[Directive]
Pictures aside, write out every record exactly as it appears.

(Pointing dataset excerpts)

— start —

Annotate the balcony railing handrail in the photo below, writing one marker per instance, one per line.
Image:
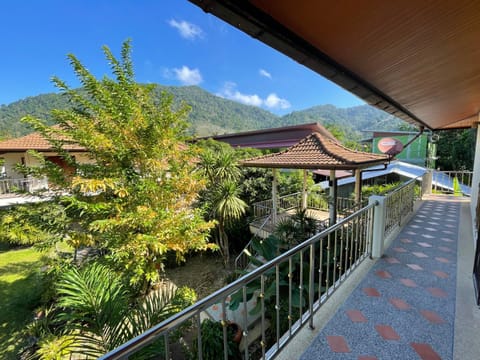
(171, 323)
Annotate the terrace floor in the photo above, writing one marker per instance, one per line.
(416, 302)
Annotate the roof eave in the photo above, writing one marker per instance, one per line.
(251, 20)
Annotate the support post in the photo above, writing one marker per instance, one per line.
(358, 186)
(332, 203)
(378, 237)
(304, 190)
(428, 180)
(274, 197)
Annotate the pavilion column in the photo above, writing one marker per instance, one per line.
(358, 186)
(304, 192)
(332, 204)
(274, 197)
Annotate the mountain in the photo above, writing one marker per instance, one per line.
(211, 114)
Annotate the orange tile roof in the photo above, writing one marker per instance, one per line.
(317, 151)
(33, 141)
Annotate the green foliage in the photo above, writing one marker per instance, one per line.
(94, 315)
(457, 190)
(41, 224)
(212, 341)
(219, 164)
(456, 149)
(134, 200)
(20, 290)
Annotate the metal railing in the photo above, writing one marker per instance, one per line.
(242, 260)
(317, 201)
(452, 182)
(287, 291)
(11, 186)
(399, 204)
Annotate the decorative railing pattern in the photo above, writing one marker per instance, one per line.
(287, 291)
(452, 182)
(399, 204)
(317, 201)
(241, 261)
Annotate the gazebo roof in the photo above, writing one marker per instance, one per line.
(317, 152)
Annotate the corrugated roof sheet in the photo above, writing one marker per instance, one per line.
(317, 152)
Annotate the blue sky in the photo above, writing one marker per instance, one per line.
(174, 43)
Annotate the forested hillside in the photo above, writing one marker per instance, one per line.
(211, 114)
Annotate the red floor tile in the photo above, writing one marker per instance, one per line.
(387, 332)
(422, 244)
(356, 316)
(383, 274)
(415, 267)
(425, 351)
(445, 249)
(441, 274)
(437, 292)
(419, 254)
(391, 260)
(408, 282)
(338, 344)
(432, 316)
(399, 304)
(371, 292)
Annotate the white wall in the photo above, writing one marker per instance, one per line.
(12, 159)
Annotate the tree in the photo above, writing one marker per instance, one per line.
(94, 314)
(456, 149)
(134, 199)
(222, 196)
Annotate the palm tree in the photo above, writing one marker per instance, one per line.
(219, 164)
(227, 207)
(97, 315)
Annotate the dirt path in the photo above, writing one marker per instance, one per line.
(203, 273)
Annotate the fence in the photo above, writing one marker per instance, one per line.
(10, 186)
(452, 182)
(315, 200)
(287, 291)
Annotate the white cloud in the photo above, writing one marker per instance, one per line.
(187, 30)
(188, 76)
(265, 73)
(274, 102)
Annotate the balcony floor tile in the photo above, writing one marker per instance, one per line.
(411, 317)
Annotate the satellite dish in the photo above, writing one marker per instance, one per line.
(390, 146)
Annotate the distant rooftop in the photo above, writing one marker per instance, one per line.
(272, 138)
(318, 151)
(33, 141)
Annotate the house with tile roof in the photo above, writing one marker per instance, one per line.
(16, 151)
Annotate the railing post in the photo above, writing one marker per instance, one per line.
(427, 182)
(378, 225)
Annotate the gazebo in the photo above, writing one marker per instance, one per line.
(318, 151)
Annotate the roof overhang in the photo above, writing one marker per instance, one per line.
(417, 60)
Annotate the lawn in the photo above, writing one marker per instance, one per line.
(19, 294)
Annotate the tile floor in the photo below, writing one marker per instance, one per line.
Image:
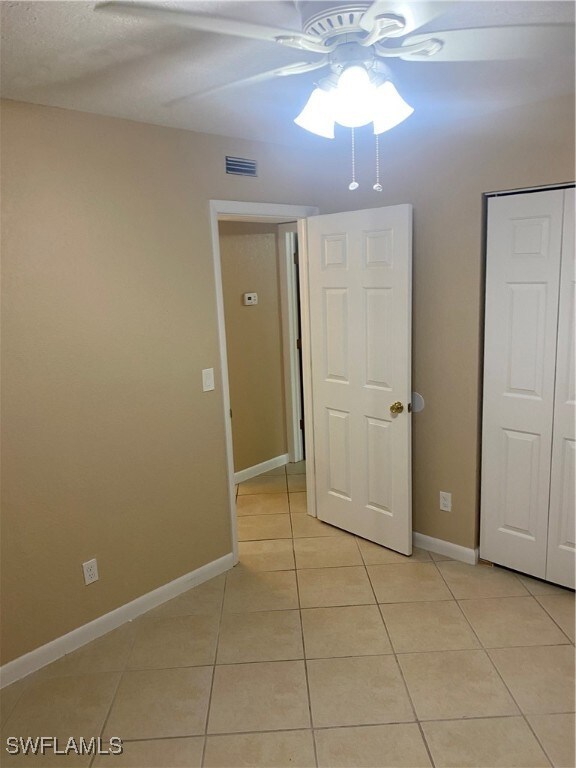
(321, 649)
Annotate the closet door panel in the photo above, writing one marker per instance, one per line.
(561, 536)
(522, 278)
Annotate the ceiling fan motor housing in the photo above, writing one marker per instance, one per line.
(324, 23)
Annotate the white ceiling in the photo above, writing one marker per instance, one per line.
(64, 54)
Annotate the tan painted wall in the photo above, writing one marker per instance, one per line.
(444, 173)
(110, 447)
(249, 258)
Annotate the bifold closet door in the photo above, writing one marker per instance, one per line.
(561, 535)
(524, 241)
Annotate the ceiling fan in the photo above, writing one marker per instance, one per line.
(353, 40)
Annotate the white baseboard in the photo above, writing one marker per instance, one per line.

— end —

[Exercise answer]
Annotate the balcony railing handrail in the photo below, writing one marker per instance, one per line.
Image:
(171, 323)
Annotate the terrace floor in the photo above, writing one marker per instance, one per line.
(416, 302)
Annotate the roof eave in the photo above, writing one marker per instance, one per line.
(251, 20)
Annotate the support post in the photo above, writing one marker per instance, one per line.
(358, 186)
(332, 203)
(378, 237)
(304, 190)
(428, 180)
(274, 197)
Annotate the pavilion column in the photo above, writing one marker per instance, one per line.
(358, 186)
(304, 192)
(332, 204)
(274, 197)
Annotate the mountain in the photo above, writing one marker per instance, one per line.
(211, 114)
Annotate the orange tile roof in the photo above, writing one marker per instance, one per line.
(317, 151)
(33, 141)
Annotate the green foliage in the photo above, writing one marker per instance, one per line.
(94, 315)
(457, 190)
(41, 224)
(212, 341)
(219, 164)
(456, 149)
(134, 200)
(20, 290)
Annotate the metal railing in the photo above, writing one marker per instance, one per line.
(242, 260)
(317, 201)
(452, 182)
(287, 291)
(11, 186)
(399, 204)
Annotate the decorative railing pattern in the photo above, writing one marker per instance, one per line.
(287, 291)
(452, 182)
(399, 204)
(317, 201)
(241, 261)
Annotate the gazebo roof in the photo above, writing one marker per instance, one per line.
(317, 152)
Annotate the corrugated roof sheet in the photo above, writing one marker per instance, one per line.
(317, 152)
Annotate the blue sky in the photo above, writing one marker per instance, one per line.
(174, 43)
Annotate the forested hillside in the photo above, writing one marker per instance, one per line.
(211, 114)
Annotate the red floor tile in the photo above, writing one marker per instance, one per line.
(387, 332)
(422, 244)
(356, 316)
(383, 274)
(415, 267)
(425, 351)
(445, 249)
(441, 274)
(437, 292)
(419, 254)
(391, 260)
(408, 282)
(338, 344)
(432, 316)
(399, 304)
(371, 292)
Annotate the white wall in the photo above, writing one marker per instance, one per line.
(12, 159)
Annotate the tree in the photo above, writing one marker per instance, one per line.
(94, 314)
(456, 149)
(134, 199)
(222, 196)
Annotate the palm tree in the photo above, writing one marker per instance, one per line.
(219, 164)
(227, 207)
(97, 315)
Annotate the dirt path in the photo above, writing one marker per instance, one per line.
(203, 273)
Annotate the fence in the photo above, writing one marker per instance, one per line.
(10, 186)
(452, 182)
(315, 200)
(287, 291)
Annotate the white cloud in the photo above, writing one marker per instance, one per line.
(187, 30)
(188, 76)
(265, 73)
(274, 102)
Annotate the balcony floor tile in the photo above, writing one marker per instance, one per line.
(411, 317)
Annotate the satellite dish in the photo above, writing one marker per instance, one per line.
(390, 146)
Annotate the distant rooftop in the photo above, writing one marker per instance, one per line.
(272, 138)
(318, 151)
(33, 141)
Annotate the house with tile roof in the photo above, writing one marker per instance, one per line.
(16, 151)
Annotate the railing post in the photo above, writing one marker per instance, one per line.
(427, 182)
(378, 225)
Annotate the gazebo in the photo above, writing one marker per instance, one per line.
(318, 151)
Annotate the roof overhang in the photo above, writing one marker per instance, one per line.
(417, 60)
Annotate the lawn in the photo above, writing one marker per instance, one per line.
(19, 294)
Annotate the tile floor in the photo below, writing one marker per instance, one per line.
Image:
(321, 649)
Annotate the closet door panel in the photo above, writing one marker per instance, one per line.
(561, 536)
(522, 278)
Annotate the ceiling fan motor housing in the photo above, writing one marker per instance, one per line.
(324, 23)
Annotate the white ceiling in the photo above, writing one marker per instance, one per line.
(64, 54)
Annotate the tan painted wall in the photo above, writing one marker per instance, one per line.
(444, 173)
(110, 447)
(249, 258)
Annotate the bifold closet door in the photo above, writing one marker per instance, one per line.
(561, 535)
(524, 241)
Annotate the ceiling fan in the photo above, writing one marker per instance, one per line.
(353, 40)
Annotate the white baseboard in the photo above, writing one marker per instance, one per line.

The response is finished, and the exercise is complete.